> [WRITTEN EXERCISE]: Print the entries in full, word for word, but not the pictures.

> [DATA TO USE]:
•••••

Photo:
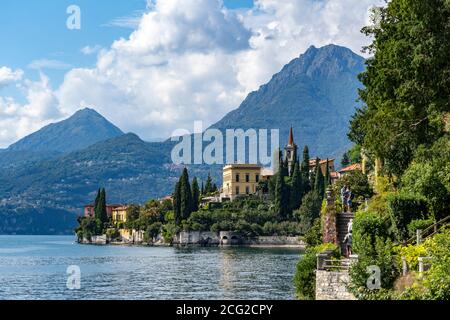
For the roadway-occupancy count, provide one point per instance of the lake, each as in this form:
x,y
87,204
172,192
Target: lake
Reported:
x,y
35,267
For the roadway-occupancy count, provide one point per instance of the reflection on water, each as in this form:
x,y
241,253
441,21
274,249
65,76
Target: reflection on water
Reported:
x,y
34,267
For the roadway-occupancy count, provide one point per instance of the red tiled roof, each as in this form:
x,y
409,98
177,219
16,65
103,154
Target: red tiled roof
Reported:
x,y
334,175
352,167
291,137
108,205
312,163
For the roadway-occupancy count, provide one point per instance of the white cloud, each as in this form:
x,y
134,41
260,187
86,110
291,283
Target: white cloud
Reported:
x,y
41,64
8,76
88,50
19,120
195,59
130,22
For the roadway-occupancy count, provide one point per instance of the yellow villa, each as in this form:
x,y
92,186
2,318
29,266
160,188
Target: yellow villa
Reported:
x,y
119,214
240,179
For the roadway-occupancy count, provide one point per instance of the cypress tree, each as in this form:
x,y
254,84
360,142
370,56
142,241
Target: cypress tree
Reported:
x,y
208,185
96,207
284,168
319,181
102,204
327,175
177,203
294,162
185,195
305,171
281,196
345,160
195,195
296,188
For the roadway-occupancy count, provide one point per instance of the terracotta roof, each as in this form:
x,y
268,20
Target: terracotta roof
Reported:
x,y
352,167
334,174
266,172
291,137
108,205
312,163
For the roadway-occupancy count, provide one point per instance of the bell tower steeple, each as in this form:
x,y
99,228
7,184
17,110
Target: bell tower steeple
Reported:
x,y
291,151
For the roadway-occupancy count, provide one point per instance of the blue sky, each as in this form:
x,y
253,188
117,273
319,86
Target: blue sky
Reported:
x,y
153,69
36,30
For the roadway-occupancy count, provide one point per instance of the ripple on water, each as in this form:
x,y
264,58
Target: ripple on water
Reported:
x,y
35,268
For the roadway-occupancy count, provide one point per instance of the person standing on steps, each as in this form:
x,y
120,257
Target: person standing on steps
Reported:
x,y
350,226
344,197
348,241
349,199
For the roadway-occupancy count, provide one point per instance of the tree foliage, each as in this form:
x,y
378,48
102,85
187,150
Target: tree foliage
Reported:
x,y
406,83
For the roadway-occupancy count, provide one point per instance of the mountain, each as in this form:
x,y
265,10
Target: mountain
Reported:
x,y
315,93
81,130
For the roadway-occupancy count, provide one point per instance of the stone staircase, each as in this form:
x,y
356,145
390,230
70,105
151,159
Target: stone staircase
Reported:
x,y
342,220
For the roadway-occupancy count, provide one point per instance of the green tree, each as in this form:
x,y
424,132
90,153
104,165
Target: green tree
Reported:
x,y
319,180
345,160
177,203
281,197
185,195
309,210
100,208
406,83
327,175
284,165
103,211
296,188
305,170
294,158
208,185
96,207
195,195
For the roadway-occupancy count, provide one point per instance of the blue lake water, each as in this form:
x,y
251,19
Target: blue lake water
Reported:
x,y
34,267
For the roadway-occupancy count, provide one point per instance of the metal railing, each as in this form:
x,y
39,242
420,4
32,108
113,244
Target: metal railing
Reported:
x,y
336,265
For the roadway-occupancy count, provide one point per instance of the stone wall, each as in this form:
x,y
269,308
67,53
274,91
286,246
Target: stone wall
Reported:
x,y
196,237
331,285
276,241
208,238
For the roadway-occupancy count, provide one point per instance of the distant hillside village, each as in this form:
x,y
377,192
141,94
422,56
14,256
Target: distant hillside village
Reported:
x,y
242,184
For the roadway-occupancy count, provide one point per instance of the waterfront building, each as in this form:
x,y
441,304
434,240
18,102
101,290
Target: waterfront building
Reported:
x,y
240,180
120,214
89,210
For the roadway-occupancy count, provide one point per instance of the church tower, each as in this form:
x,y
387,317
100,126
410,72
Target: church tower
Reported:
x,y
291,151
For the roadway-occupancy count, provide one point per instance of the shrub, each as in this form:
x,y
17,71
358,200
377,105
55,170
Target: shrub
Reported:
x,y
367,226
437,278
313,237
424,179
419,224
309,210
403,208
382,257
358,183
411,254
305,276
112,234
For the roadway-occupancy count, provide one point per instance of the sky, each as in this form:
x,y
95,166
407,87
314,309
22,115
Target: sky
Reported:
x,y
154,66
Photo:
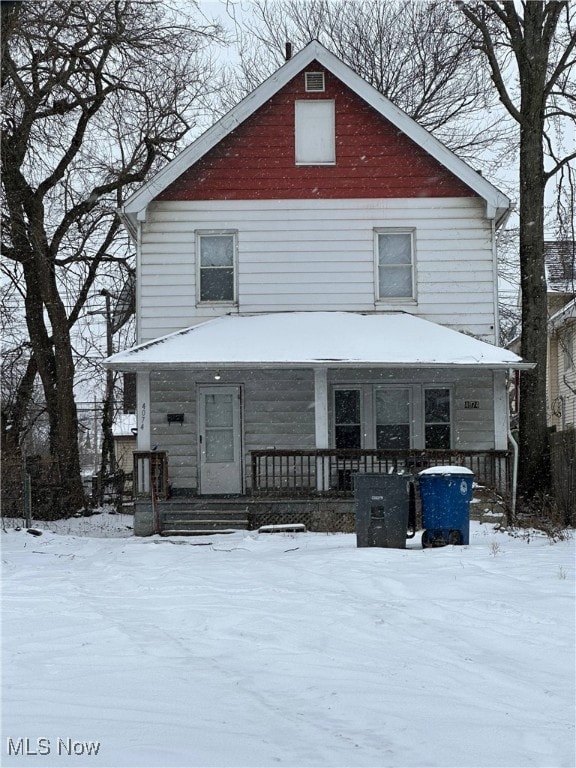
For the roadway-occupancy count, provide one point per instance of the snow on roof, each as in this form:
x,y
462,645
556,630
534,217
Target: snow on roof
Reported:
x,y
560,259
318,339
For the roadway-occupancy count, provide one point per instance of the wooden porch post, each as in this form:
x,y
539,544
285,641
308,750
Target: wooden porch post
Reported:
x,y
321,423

•••••

> [RESULT OF THIS EXERCISE]:
Photo:
For the roadway-occupancy count, provide one point per instance of the lake, each as in this form:
x,y
87,204
172,192
Target: lake
Reported:
x,y
35,267
For the roadway-occupancy count, provide one point per instance of the reflection on water, each as in this form:
x,y
241,253
441,21
274,249
65,76
Target: reflection on water
Reported:
x,y
34,267
For the roadway-occupancy count, provide one point per instance of the red tiled roof, each as in this form:
x,y
409,98
177,219
16,65
103,154
Target: red tiled roof
Reported:
x,y
334,175
352,167
291,137
108,205
312,163
For the roadway-occupancy count, provide one point per instance of the white cloud, each as in this form:
x,y
134,41
260,187
86,110
291,283
Target: white cloud
Reported:
x,y
41,64
8,76
88,50
19,120
195,59
130,22
For the roadway-occupancy count, provide one point per instance of the yellow villa, each as in this form:
x,y
92,186
2,318
29,266
160,188
Target: yellow villa
Reported:
x,y
119,214
240,179
For the roadway-occupancy count, provide one point per instance of the cypress tree, each as in this form:
x,y
254,84
360,142
370,56
142,241
Target: cypress tree
Reported:
x,y
208,185
96,207
284,168
319,181
102,204
327,175
177,203
294,162
185,195
305,171
281,196
345,160
195,195
296,188
For the roadway-occupancy count, provide one point per instance of the terracotta roof, each as in this form:
x,y
268,20
Target: terracotta roof
Reported:
x,y
352,167
334,174
266,172
291,137
108,205
312,163
For the roadway-occupancy count, provide one point per instance of the bell tower steeple, each as in this form:
x,y
99,228
7,184
17,110
Target: bell tower steeple
Reported:
x,y
291,151
For the roadway-occupancy count, provide one point per instance of the blue sky, each as in this form:
x,y
253,188
117,273
319,86
Target: blue sky
Reported:
x,y
153,69
36,30
For the roadway-occupancy count, provide one point per instance of the ripple on water, each as in this form:
x,y
264,58
Target: ripple on water
Reported:
x,y
35,268
For the roadway-occupancy count, provide one point per instance of the person standing on steps, each as in this form:
x,y
120,257
Target: person standing on steps
Reported:
x,y
350,226
344,197
348,241
349,199
For the roadway-occupancy count, provide one point per instance of the tree foliage, each as in this form:
x,y
378,48
102,85
187,150
Target: tree foliage
Reported:
x,y
406,83
For the roadway-occupancy count, provide one point per instance of the mountain, each as in this form:
x,y
265,10
Target: mountain
Reported:
x,y
315,93
81,130
For the roadway-occupancy count, provide one point per instance of the stone staircase, each as in this form:
x,y
356,145
390,230
70,105
151,159
Target: stone staircase
Reported:
x,y
342,220
For the roadway-occupancy count, provide one point per instance of the green tree, each as in this form:
x,y
424,132
90,153
104,165
Target: green tree
Reported:
x,y
319,180
345,160
177,203
281,197
185,195
309,210
100,208
406,83
327,175
284,165
103,211
296,188
305,170
294,158
208,185
96,207
195,195
For the roadway-occupancy count, provide one point per instance of the blue lake water, each as in this form:
x,y
251,19
Target: blue lake water
Reported:
x,y
34,267
For the roadway-occupancy count, provide one point per instance of the metal railing, each as in this form:
x,y
39,242
420,4
32,108
113,244
Target: metal railing
Reported:
x,y
336,265
For the roadway-occupancy count, provide one point per instance of the stone wall, each as in this form:
x,y
269,308
67,53
274,91
286,246
Target: stone wall
Reported:
x,y
196,237
331,285
276,241
208,238
For the roadway-occupancy count, provide one point per instance of the distant hillside village, each as in this form:
x,y
377,192
141,94
422,56
14,256
Target: distant hillside village
Reported:
x,y
242,184
For the roadway-occupancy count, provide one point per instance of the waterfront building, each as in this form:
x,y
441,304
434,240
18,102
101,290
Target: waterfront building
Reported:
x,y
240,180
120,214
89,210
For the roadway-occupancy count, provide one point per instance of the church tower, each as in this form:
x,y
387,317
100,126
410,72
Target: church tower
Reported:
x,y
291,151
For the roadway-occupancy count, provide one point per instance of the shrub, each as in this form:
x,y
17,71
358,200
377,105
55,170
Target: shrub
Reported:
x,y
367,226
437,278
313,237
424,179
419,224
309,210
403,208
382,257
358,183
411,254
305,276
112,234
For the roadway-occupancy count, provide one point per instance of the sky, each as in this form:
x,y
95,166
407,87
314,309
22,115
Target: sky
Reported:
x,y
154,66
Photo:
For the roadway-occupancy count, provide one point per instance of the snow on roof, each as in this form:
x,y
462,645
556,630
534,217
Target: snow on roof
Reported:
x,y
560,259
318,339
For the roadway-occupancy count, provide one point per instance of the wooden porch post, each as in this form:
x,y
539,544
285,641
308,750
Target: wooden porch post
Reported:
x,y
321,423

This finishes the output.